TO DO: Please update every row below by changing "a dot for each instance" to "one dot per instance" and keeping everything else the same. Leave the pictures out.

[Rows from a dataset]

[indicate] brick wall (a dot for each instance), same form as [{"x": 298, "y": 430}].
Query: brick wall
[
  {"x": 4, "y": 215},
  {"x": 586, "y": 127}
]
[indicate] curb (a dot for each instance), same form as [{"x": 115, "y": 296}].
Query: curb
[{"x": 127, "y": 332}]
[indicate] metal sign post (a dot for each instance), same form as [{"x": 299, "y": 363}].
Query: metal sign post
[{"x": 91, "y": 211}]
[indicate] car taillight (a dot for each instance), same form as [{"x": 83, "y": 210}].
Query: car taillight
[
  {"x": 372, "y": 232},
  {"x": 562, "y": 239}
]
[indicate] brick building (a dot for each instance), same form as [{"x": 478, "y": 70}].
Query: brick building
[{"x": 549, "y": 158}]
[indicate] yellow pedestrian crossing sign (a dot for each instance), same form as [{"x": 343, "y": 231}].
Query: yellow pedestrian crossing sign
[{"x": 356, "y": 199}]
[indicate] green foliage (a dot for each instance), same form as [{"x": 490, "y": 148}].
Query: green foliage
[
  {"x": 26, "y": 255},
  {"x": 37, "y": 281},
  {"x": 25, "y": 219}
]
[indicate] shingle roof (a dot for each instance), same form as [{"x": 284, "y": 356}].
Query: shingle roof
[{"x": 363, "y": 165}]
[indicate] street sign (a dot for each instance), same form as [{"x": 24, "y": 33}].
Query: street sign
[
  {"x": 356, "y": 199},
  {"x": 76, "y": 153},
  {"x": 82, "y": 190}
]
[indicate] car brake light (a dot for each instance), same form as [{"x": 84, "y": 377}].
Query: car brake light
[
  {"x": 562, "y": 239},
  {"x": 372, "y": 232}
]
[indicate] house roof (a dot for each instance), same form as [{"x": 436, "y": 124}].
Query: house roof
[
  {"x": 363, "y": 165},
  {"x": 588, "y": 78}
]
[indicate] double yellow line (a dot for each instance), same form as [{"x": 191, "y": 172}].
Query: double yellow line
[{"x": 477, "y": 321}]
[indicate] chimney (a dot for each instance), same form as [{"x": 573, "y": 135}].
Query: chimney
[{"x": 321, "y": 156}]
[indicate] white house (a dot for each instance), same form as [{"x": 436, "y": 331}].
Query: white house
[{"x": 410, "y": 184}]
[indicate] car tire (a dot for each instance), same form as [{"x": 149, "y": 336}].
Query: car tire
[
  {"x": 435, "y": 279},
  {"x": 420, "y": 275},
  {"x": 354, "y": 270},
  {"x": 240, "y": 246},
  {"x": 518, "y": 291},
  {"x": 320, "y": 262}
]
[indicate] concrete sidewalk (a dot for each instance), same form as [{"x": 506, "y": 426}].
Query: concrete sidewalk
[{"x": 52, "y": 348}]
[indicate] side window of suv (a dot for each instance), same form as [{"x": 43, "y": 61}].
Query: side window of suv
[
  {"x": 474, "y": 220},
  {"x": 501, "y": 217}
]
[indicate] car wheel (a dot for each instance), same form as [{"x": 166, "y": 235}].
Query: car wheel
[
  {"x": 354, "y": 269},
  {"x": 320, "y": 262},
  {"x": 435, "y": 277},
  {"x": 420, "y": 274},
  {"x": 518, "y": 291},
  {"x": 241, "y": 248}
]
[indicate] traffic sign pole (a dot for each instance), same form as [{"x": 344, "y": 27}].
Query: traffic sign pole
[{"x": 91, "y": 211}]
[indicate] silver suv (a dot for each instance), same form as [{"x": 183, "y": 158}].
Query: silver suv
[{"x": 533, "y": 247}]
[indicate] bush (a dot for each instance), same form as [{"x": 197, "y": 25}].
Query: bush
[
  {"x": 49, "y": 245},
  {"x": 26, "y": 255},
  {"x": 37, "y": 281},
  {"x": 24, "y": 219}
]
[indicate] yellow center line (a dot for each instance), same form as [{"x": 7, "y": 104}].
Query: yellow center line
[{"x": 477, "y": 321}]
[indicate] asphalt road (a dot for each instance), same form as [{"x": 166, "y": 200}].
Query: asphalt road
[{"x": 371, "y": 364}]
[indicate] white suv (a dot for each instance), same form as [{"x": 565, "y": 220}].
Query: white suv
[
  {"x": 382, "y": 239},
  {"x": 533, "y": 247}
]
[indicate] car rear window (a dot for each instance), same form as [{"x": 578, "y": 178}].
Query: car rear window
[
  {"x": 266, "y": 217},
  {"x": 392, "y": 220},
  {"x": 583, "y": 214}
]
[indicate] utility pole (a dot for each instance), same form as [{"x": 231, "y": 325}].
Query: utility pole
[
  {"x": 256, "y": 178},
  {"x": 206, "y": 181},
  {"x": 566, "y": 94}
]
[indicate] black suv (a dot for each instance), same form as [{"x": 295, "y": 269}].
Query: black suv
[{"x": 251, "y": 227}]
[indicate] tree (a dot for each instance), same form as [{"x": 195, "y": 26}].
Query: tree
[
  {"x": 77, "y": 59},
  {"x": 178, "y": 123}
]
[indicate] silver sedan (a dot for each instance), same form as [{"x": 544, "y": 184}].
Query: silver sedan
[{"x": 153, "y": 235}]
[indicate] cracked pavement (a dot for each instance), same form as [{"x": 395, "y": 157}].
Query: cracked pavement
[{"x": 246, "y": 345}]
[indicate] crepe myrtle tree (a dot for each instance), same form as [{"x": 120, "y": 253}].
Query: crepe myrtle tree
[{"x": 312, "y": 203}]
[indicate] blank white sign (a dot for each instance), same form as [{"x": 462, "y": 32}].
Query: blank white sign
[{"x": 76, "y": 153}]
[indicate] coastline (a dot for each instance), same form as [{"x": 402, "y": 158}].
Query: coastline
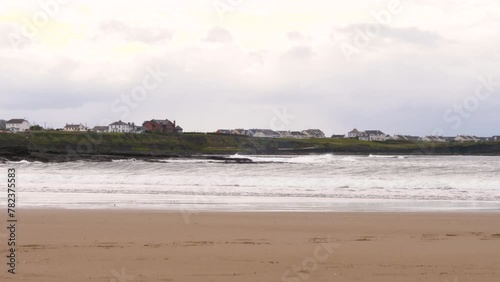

EXERCISE RESULT:
[indicate] brick wall (one dot per instance), same form as [{"x": 298, "y": 430}].
Query: brick wall
[
  {"x": 4, "y": 215},
  {"x": 586, "y": 127}
]
[indicate] curb (one dot per instance), same form as [{"x": 115, "y": 296}].
Query: curb
[{"x": 127, "y": 332}]
[indicate] metal sign post (one dot per instance), same form as [{"x": 299, "y": 363}].
Query: metal sign post
[{"x": 91, "y": 211}]
[indicate] car taillight (one dot per instance), same form as [{"x": 83, "y": 210}].
Query: car taillight
[
  {"x": 372, "y": 232},
  {"x": 562, "y": 239}
]
[indicate] brick building (one dot per instance), same form as [{"x": 478, "y": 70}].
Query: brick building
[{"x": 549, "y": 158}]
[indicate] yellow pedestrian crossing sign (one dot per instance), same form as [{"x": 343, "y": 231}].
Query: yellow pedestrian crossing sign
[{"x": 356, "y": 199}]
[indicate] green foliage (one dot per instance), same form as [{"x": 490, "y": 148}].
Query: green foliage
[
  {"x": 26, "y": 255},
  {"x": 37, "y": 281},
  {"x": 25, "y": 219}
]
[indicate] shingle roof (one dot per instance), same form as [{"x": 284, "y": 356}].
Query: shingle roof
[{"x": 363, "y": 165}]
[indicate] street sign (one dot per instance), same form as [{"x": 24, "y": 33}].
Query: street sign
[
  {"x": 356, "y": 199},
  {"x": 76, "y": 153},
  {"x": 82, "y": 190}
]
[indicate] car brake light (one dot per instance), same form as [{"x": 84, "y": 377}].
Query: car brake light
[
  {"x": 562, "y": 239},
  {"x": 372, "y": 232}
]
[indicate] house roof (one dot per instance), same form as [{"x": 436, "y": 124}].
Query: house roof
[
  {"x": 363, "y": 165},
  {"x": 588, "y": 78}
]
[indicate] double yellow line (one dot per instance), same form as [{"x": 191, "y": 172}].
Query: double yellow line
[{"x": 477, "y": 321}]
[indicate] chimney (one dot per instance), same form as [{"x": 573, "y": 135}].
Query: chimney
[{"x": 321, "y": 156}]
[indicate] white house (one dot per instance), same form as [{"x": 436, "y": 331}].
Query: white house
[{"x": 410, "y": 184}]
[indicate] car tire (one dot per instance), same form as [{"x": 149, "y": 336}].
Query: car tire
[
  {"x": 435, "y": 279},
  {"x": 420, "y": 275},
  {"x": 354, "y": 270},
  {"x": 240, "y": 246},
  {"x": 518, "y": 291},
  {"x": 320, "y": 262}
]
[indicate] concrete sidewalk (one dot per instance), same form as [{"x": 506, "y": 426}].
Query: concrete sidewalk
[{"x": 52, "y": 348}]
[indicate] side window of suv (one dot per instance), same form as [{"x": 43, "y": 61}].
Query: side window of suv
[
  {"x": 474, "y": 220},
  {"x": 501, "y": 217}
]
[indicate] car wheel (one dot per instance), same form as [{"x": 166, "y": 235}].
Query: car wheel
[
  {"x": 354, "y": 269},
  {"x": 320, "y": 262},
  {"x": 435, "y": 277},
  {"x": 420, "y": 274},
  {"x": 518, "y": 291},
  {"x": 241, "y": 248}
]
[indicate] traffic sign pole (one dot per instance), same form as [{"x": 344, "y": 27}].
Query: traffic sign pole
[{"x": 91, "y": 211}]
[indicate] silver suv (one dot per instance), same form as [{"x": 183, "y": 158}].
Query: silver suv
[{"x": 533, "y": 247}]
[indicate] bush (one dot per instance), same form as [{"x": 197, "y": 25}].
Query: bush
[
  {"x": 49, "y": 245},
  {"x": 26, "y": 255},
  {"x": 37, "y": 281},
  {"x": 24, "y": 219}
]
[indicate] yellow center line (one dot per instance), same form as [{"x": 7, "y": 104}].
Query: yellow center line
[{"x": 477, "y": 321}]
[indicate] asphalt road (one dot per instance), same form as [{"x": 166, "y": 200}].
Query: asphalt road
[{"x": 371, "y": 364}]
[indicate] white suv (one dot per instance), same form as [{"x": 565, "y": 220}].
Query: white suv
[
  {"x": 382, "y": 239},
  {"x": 533, "y": 247}
]
[indicate] car rear window (one dot per instance), same form as [{"x": 578, "y": 178}].
Query: car rear window
[
  {"x": 266, "y": 217},
  {"x": 392, "y": 220},
  {"x": 583, "y": 214}
]
[indicate] utility pole (one dot per instance), same form as [{"x": 231, "y": 325}].
Query: utility pole
[
  {"x": 256, "y": 178},
  {"x": 206, "y": 181},
  {"x": 566, "y": 94}
]
[indicate] black suv (one dot per instance), same form as [{"x": 295, "y": 269}].
Query: black suv
[{"x": 251, "y": 227}]
[indicate] tree (one dot per instance), same form as [{"x": 195, "y": 26}].
Query: tree
[
  {"x": 77, "y": 59},
  {"x": 178, "y": 123}
]
[indicate] silver sedan (one dot per instance), same form as [{"x": 544, "y": 184}].
Query: silver sedan
[{"x": 153, "y": 235}]
[indicate] cracked pavement (one dot per instance), same form as [{"x": 395, "y": 157}].
Query: cracked pavement
[{"x": 246, "y": 345}]
[indicate] crepe myrtle tree (one dot per instance), same form as [{"x": 120, "y": 253}].
Query: crepe myrtle tree
[{"x": 312, "y": 203}]
[indicate] blank white sign (one dot per instance), same form as [{"x": 462, "y": 32}].
Query: blank white sign
[{"x": 76, "y": 153}]
[indicate] coastline (one dot per instance), same form as [{"x": 402, "y": 158}].
Query: coastline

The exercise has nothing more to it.